• [PROBLEM DESCRIPTION] Output the records below as a numbered list with one line per item, leaving out blank lines and the pictures.
-- Start EXERCISE INPUT --
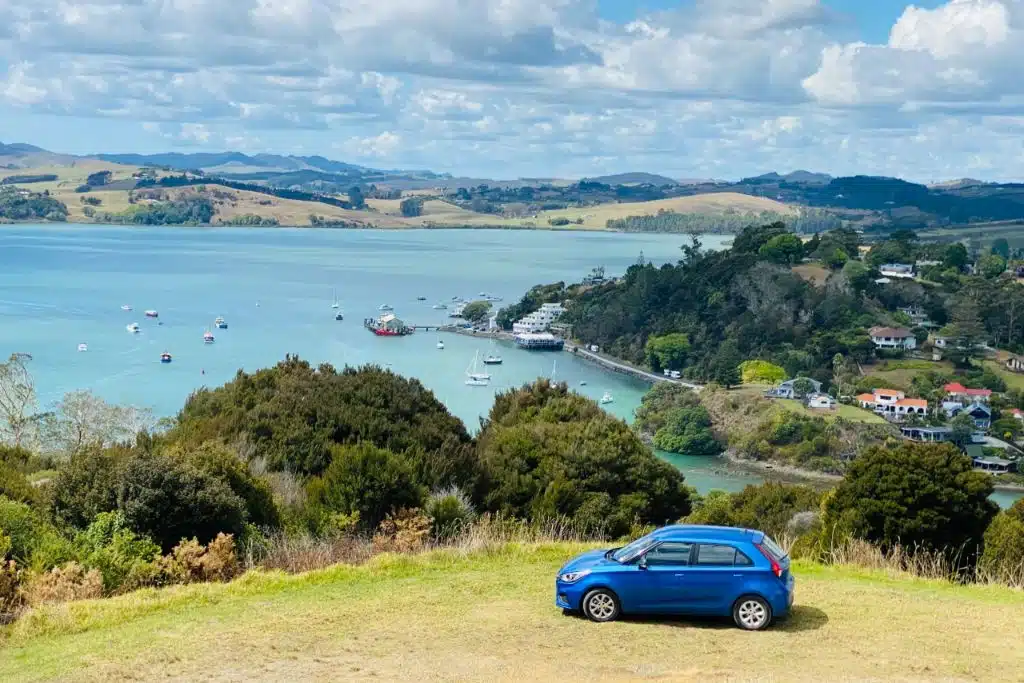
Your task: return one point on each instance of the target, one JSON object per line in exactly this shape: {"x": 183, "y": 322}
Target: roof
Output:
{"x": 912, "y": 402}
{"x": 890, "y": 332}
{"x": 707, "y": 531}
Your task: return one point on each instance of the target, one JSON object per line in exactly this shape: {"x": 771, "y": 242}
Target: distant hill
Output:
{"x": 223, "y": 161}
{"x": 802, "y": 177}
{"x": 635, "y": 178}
-- End EXERCISE INPUT --
• [FINAL ANSWER]
1. Your task: return one point on each instance of the target, one JSON object per line in exactly this shape: {"x": 183, "y": 322}
2. Target: roof
3. Output:
4. {"x": 912, "y": 402}
5. {"x": 890, "y": 332}
6. {"x": 707, "y": 531}
7. Your task: return one point on each instance of the target, one JSON object per line in exactly this shape: {"x": 771, "y": 242}
8. Target: distant hill
9. Output:
10. {"x": 223, "y": 161}
11. {"x": 802, "y": 177}
12. {"x": 635, "y": 178}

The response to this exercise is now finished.